--- WHAT THE EXERCISE ASKS ---
Copy out every record below, word for word.

[Location annotation dataset excerpts]
********************
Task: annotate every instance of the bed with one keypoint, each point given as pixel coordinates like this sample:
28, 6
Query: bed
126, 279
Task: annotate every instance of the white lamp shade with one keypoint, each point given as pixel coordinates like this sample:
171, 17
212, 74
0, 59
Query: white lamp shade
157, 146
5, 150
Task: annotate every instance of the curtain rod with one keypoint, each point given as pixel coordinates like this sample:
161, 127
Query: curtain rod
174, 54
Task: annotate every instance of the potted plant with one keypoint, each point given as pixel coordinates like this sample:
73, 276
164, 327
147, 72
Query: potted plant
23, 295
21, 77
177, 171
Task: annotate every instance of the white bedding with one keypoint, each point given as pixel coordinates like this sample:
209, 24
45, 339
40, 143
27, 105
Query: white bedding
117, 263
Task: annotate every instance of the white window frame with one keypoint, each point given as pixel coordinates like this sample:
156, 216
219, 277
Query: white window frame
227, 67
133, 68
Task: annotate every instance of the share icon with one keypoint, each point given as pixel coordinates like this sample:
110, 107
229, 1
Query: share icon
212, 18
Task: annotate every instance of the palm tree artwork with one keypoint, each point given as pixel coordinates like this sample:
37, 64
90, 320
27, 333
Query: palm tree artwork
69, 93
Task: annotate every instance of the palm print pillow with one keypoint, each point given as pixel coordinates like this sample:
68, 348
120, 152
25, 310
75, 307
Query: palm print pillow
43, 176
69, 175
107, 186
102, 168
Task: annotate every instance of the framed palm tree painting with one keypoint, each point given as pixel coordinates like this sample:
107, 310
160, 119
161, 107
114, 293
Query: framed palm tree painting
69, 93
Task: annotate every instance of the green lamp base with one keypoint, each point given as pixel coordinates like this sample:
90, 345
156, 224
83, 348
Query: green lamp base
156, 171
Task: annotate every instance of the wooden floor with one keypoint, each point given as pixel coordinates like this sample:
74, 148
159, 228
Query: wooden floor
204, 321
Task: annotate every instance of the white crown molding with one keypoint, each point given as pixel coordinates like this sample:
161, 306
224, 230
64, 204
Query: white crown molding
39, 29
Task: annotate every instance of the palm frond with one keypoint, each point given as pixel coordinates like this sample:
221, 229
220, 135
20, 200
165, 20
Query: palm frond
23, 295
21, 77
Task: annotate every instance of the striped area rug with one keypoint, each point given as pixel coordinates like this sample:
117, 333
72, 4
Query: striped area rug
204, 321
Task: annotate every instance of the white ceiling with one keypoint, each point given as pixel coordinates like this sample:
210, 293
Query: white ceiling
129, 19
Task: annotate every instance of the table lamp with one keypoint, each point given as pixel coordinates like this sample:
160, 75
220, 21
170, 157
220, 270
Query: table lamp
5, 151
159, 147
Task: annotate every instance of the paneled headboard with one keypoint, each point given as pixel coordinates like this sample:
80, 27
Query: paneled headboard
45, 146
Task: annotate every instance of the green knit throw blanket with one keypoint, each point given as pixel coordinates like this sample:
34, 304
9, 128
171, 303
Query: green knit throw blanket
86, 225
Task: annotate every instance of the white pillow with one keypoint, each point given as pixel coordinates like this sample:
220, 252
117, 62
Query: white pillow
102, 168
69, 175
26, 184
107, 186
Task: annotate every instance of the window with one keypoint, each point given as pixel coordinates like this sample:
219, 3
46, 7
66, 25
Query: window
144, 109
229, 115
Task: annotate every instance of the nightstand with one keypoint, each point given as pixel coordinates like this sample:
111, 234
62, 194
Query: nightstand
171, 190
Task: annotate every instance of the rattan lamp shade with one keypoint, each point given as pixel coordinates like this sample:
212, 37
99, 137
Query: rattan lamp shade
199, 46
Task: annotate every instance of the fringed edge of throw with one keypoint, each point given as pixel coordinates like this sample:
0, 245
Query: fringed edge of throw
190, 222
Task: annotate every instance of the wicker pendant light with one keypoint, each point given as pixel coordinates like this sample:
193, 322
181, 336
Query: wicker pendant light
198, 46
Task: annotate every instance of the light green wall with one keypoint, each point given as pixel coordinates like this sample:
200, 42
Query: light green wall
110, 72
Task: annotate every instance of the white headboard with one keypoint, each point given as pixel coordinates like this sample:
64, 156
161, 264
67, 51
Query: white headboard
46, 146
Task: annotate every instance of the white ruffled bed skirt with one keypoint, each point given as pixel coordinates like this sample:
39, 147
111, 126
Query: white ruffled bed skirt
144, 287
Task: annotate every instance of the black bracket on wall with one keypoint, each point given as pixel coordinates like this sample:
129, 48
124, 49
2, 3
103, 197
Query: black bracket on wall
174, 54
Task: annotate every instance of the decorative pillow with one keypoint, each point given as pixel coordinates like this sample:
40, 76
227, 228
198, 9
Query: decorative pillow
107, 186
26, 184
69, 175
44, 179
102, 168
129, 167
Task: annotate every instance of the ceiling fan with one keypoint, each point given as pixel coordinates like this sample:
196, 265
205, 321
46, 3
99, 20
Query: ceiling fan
********************
--- SOLUTION BELOW ---
Task: annotate every instance of the bed with one keypoint, each point given as pixel coordinates like this sample:
28, 6
Query: bed
126, 279
Task: annotate every instance of the white lamp shade with one keypoint, each point given as pixel coordinates like this sample:
171, 17
212, 74
0, 59
Query: white lamp shade
157, 146
5, 150
Task: annotate every instance of the curtain rod with one keypoint, each point given as pixel coordinates like this sample:
161, 127
Query: curtain rod
174, 54
Task: annotate every instance of the potted plant with one keypoint, each point given as pixel coordinates like this sample:
73, 276
164, 327
147, 72
Query: potted plant
23, 295
21, 77
177, 171
Task: annotate every instance of the white bedding with one keypoint, each point given as pixel coordinates like this sample:
209, 24
45, 339
40, 143
27, 105
Query: white bedding
117, 263
Task: annotate every instance of the white window frame with one keypoint, each point given as pixel coordinates like this sample:
156, 216
219, 277
Query: white window frame
227, 67
133, 68
Task: annotate every instance of the share icon with one keypoint, each point given as pixel coordinates like this sample:
110, 107
229, 1
Query: share icon
212, 18
Task: annotate every instance of the palm tree artwork with one keypoint, each point given as pixel coordinates like this sample:
37, 64
90, 320
27, 333
Query: palm tree artwork
69, 93
Task: annotate every instance of the palm print pillow with one keypoint, each point given as pixel coordinates like this sample:
68, 348
120, 152
25, 310
75, 307
Query: palm print pillow
43, 176
69, 175
107, 186
102, 168
Task: annotate every instance of the framed palm tree painting with one keypoint, each point given as pixel coordinates like this sample:
107, 310
160, 119
161, 107
114, 293
Query: framed palm tree painting
69, 93
Task: annotate every instance of the green lamp base with one keypoint, each point given as pixel coordinates like this sample:
90, 345
156, 224
83, 348
Query: green lamp base
156, 171
Task: annotate every instance of the wooden floor with one keypoint, each point given as pixel coordinates like this sample:
74, 148
159, 228
Query: wooden floor
204, 321
Task: annotate every instance of the white crown molding with one keypoint, each point given as pixel coordinates like this sample:
161, 306
224, 230
64, 204
Query: white crown molding
39, 29
Task: annotate every instance of the palm frond with one keypoint, each point given as pixel coordinates like this sample:
221, 229
220, 135
20, 200
165, 20
Query: palm frond
23, 295
21, 77
Task: annotate every instance of the striped area rug with one keypoint, each point given as pixel coordinates like this sample:
117, 333
72, 4
Query: striped area rug
204, 321
Task: annotate every instance of the white ceiling with one keypoint, each point given as pixel coordinates like this sample:
210, 293
Query: white ceiling
129, 19
Task: annotate every instance of the table lamp with one keypoint, each point given as pixel coordinates like this sample:
160, 75
220, 21
170, 157
220, 270
Query: table lamp
5, 151
159, 147
Task: annotate every instance of the paneled headboard with one keypoint, each point given as pixel coordinates like this sample:
80, 27
Query: paneled headboard
45, 146
Task: annotate every instance of the green knit throw blanket with one keypoint, each point given as pixel coordinates like this sample:
34, 304
9, 128
171, 303
Query: green knit throw blanket
86, 225
Task: annotate every instance of the white pillow with one keypoint, each point given as pixel coordinates like this sample:
220, 252
117, 62
Query: white pillow
102, 168
69, 175
26, 184
107, 186
Task: annotate every instance of the window with one keypoint, each point given as pixel coordinates like this sample:
219, 3
46, 7
66, 25
Query: window
144, 109
229, 115
Task: annotate every instance of the nightstand with one keypoint, each point given as pixel coordinates like this sample:
111, 234
62, 194
Query: nightstand
171, 190
Task: annotate every instance of the rattan lamp shade with one keypoint, each point given as pixel coordinates like this sample:
212, 37
99, 137
Query: rattan lamp shade
199, 46
Task: annotate every instance of the fringed edge of throw with one keypoint, each point given as pixel coordinates like this sample:
0, 245
Query: fringed edge of throw
190, 222
Task: annotate every instance of the wicker pendant light with one keypoint, each point given as pixel coordinates like this sample:
193, 322
181, 336
Query: wicker pendant light
198, 46
Task: annotate every instance of the light green wall with one keypoint, each point given as pixel coordinates like this sample:
200, 42
Query: light green wall
110, 72
Task: annotate every instance of the white headboard with one keypoint, each point given as pixel coordinates like this sample:
64, 156
161, 264
67, 51
Query: white headboard
46, 146
Task: annotate every instance of the white ruffled bed skirt with one keypoint, each point given as pixel coordinates like this sample:
39, 147
111, 126
Query: white ruffled bed skirt
144, 287
Task: annotate every instance of the black bracket on wall with one keypoint, each point given as pixel coordinates like this sample:
129, 48
124, 49
2, 3
103, 197
Query: black bracket on wall
174, 54
Task: annotate every instance of the decorative pillow with one keypoint, each point given as pixel coordinates like this sample:
40, 76
227, 228
198, 9
Query: decorative pillow
107, 186
26, 184
69, 175
44, 179
102, 168
129, 167
Task: annotate every instance of the ceiling fan with one keypoint, each point given as pixel coordinates like this sample:
196, 265
205, 321
46, 3
99, 20
Query: ceiling fan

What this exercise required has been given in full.